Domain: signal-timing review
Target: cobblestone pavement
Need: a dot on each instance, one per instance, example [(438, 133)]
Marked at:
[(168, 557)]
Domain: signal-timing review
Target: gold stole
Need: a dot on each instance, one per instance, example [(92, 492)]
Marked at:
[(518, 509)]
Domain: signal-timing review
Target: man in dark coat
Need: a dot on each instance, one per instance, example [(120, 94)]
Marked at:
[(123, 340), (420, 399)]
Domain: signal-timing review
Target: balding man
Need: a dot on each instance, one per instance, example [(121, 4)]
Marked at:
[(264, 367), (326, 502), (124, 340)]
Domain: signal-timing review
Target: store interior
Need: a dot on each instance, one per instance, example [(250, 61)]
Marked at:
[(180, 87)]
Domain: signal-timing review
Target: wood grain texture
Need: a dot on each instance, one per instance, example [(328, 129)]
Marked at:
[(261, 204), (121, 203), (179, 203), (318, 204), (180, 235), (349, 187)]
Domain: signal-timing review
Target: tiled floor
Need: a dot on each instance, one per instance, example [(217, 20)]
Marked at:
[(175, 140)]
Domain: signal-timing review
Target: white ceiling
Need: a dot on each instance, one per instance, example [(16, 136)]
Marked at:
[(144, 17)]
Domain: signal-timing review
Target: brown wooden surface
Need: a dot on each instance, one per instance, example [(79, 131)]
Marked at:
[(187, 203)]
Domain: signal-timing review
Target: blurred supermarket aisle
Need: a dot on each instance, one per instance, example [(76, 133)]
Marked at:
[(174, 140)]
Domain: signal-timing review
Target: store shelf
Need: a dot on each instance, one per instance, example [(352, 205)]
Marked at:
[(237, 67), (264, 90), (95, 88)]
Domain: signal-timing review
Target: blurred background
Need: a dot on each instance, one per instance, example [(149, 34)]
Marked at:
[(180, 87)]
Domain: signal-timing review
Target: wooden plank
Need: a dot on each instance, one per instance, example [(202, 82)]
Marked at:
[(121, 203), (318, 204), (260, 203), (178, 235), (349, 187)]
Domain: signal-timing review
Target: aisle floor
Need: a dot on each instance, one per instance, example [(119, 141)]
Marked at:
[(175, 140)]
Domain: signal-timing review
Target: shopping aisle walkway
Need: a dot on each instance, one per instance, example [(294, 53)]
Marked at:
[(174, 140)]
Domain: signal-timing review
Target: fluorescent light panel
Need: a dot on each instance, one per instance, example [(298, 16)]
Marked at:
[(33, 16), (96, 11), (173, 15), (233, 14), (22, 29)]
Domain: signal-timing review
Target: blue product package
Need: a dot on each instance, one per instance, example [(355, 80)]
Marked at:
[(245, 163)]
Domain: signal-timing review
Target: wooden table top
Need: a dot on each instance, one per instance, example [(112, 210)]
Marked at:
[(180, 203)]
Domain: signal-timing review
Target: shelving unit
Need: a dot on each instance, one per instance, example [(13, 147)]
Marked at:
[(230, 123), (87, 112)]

§ §

### To do
Repeat the records above exactly.

### Task solution
Domain: signal-timing review
Target: cobblestone pavement
Need: a dot on each instance, one per instance, example [(438, 133)]
Marked at:
[(168, 557)]
Domain: signal-timing review
Target: gold stole
Need: a dot on each instance, one per instance, example [(92, 492)]
Marked at:
[(518, 509)]
Domain: signal-timing review
Target: man in dark coat
Need: a dot on each instance, one per instance, example [(120, 94)]
Marked at:
[(123, 340), (420, 399)]
Domain: signal-timing review
Target: balding man
Need: a dot on each instance, one per instance, example [(121, 4)]
Marked at:
[(264, 367), (326, 502), (124, 340)]
Domain: signal-timing review
Target: store interior
Need: a dot on each instance, one per instance, example [(250, 61)]
Marked at:
[(180, 87)]
Domain: signal-timing review
Target: wood grain texture
Need: a dot on each instance, one per instance, example [(328, 129)]
Marked at:
[(261, 204), (121, 203), (179, 203), (318, 204), (180, 235), (349, 187)]
Domain: signal-timing review
Target: tiled floor
Need: a dot on each instance, one per instance, example [(217, 20)]
Marked at:
[(175, 140)]
Domain: signal-timing review
Target: white ceiling
Need: a dot on each instance, one per instance, example [(16, 136)]
Marked at:
[(144, 17)]
Domain: signal-timing review
Target: brown wooden surface
Need: a dot on each instance, one per instance, example [(79, 131)]
Marked at:
[(187, 203)]
Domain: signal-timing review
Target: blurred supermarket aisle
Need: a dot on each instance, one per instance, example [(76, 133)]
Marked at:
[(174, 140)]
Domain: signal-timing review
Target: store shelf
Need: a dot on each instance, one per instance, example [(352, 205)]
Marked at:
[(237, 67), (264, 90), (95, 88)]
Domain: signal-timing review
Target: blurred background
Need: a dot on each instance, one per instance, example [(149, 34)]
Marked at:
[(180, 87)]
Domain: signal-timing review
Target: wooden plank
Need: a dot on each instance, one per instance, example [(202, 82)]
Marked at:
[(121, 203), (318, 204), (260, 203), (178, 235), (349, 187)]
Domain: signal-timing review
Target: aisle floor
Need: a dot on each instance, one per instance, example [(119, 141)]
Marked at:
[(175, 140)]
Domain: signal-timing review
Target: shopping aisle walkway
Need: a dot on each instance, one per instance, example [(294, 53)]
Marked at:
[(174, 140)]
Domain: signal-timing review
Target: fluorescent light panel
Need: a dot on each instance, one per instance, example [(298, 16)]
Marked at:
[(33, 16), (96, 11), (173, 15), (233, 14), (22, 29)]
Domain: signal-timing review
Target: blue product package
Need: a dot on each instance, one per instance, example [(355, 80)]
Marked at:
[(245, 163)]
Domain: signal-timing review
Target: wooden table top
Need: a dot on each instance, one per instance, example [(112, 210)]
Marked at:
[(180, 203)]
Domain: signal-timing review
Target: shelving unit
Need: a dot on each instance, one per instance, example [(13, 147)]
Marked at:
[(230, 123), (87, 112)]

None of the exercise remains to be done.